[SOURCE PASSAGE]
+ + + + +
- Genre: Drama; Performing arts;
- Created by: Jennifer Pertsch; Lara Azzopardi;
- Starring: Devyn Nekoda; Alyssa Trask; Josh Bogert; Aviva Mongillo; Matthew Isen; Julia Tomasone; Adrianna Di Liello; Colin Petierre; Mckenzie Small; Romy Weltman; Isiah Hall; Kyal Legend; Chris Hoffman; Jane Moffat; Thomas L. Colford;
- Theme music composer: Andrew Austin
- Opening theme: "Spark" by Stefanie McCarol
- Country of origin: Canada
- Original language: English
- No. of seasons: 2
- No. of episodes: 60 (list of episodes)

Production
- Executive producers: Brian Irving; Jennifer Pertsch; Tom McGillis; George Elliott; Lara Azzopardi;
- Producer: Brian Irving
- Camera setup: Single-camera
- Running time: 22–25 minutes
- Production company: Fresh TV

Original release
- Network: Family Channel
- Release: March 18, 2016 – September 30, 2017

= Backstage (Canadian TV series) =

Backstage is a Canadian drama television series about a performing arts high school created by Jennifer Pertsch and Lara Azzopardi. The series aired in Canada on Family Channel from March 18 to December 9, 2016, and in the United States on Disney Channel from March 25 to September 30, 2016. The series was also released on Netflix in early 2017, with season two premiering on the streaming service on September 30, 2017. The series' ensemble cast includes Devyn Nekoda, Alyssa Trask, Josh Bogert, Aviva Mongillo, Matthew Isen, and Julia Tomasone.

== Premise ==
The trials and tribulations of the students at Keaton School of the Arts, which includes dancers, singers, musicians, and artists. The characters frequently break the fourth wall, talking to the viewers in so-called "confessionals".

== Episodes ==

| Season | Episodes |  | Originally released |  |
| First released | Last released |
| 1 | 30 |  | March 18, 2016 | September 30, 2016 |
| 2 | 30 |  | July 28, 2017 | September 30, 2017 |

== Cast ==

- Devyn Nekoda as Vanessa
- Alyssa Trask as Carly
- Josh Bogert as Miles
- Aviva Mongillo as Alya
- Matthew Isen as Jax
- Julia Tomasone as Bianca
- Adrianna Di Liello as Jenna
- Colin Petierre as Sasha
- Mckenzie Small as Scarlett
- Romy Weltman as Kit
- Isiah Hall as Denzel (season 1)
- Kyal Legend as Julie
- Chris Hoffman as Park
- Jane Moffat as Helsweel
- Thomas L. Colford as Beckett (season 2)

== Production ==
Actors in the series are all real dancers and musicians embodying the true spirit of the performing arts. Directors for the series include top music video directors such as RT!, Director X, Wendy Morgan, and Warren P. Sonoda as well as Mario Azzopardi and Lara Azzopardi. The first season production order consisted of 30 episodes.

On May 10, 2016, it was announced that Backstage was renewed for a 30-episode second season for a 2017 broadcast on Family Channel in Canada. On September 30, 2017, the show's cast revealed on social media that the entire second season had been picked up by Netflix.
+ + + + +
[INFORMATION SUPPLIED]
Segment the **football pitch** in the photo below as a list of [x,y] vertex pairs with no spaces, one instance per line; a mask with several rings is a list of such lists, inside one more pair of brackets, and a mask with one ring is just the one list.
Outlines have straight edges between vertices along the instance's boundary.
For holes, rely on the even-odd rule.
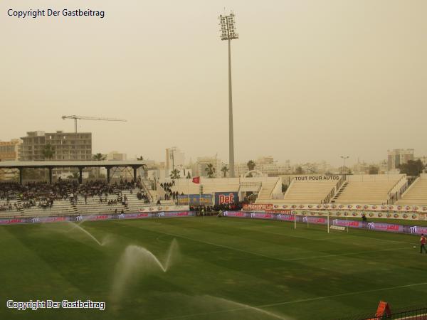
[[[419,306],[418,240],[217,217],[1,226],[0,319],[333,319],[374,314],[379,300]],[[106,307],[6,307],[31,299]]]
+ + + + +
[GIVEN INSTRUCTION] In the text about the Canadian TV series Backstage, what school do the students attend?

[TASK ANSWER] Keaton School of the Arts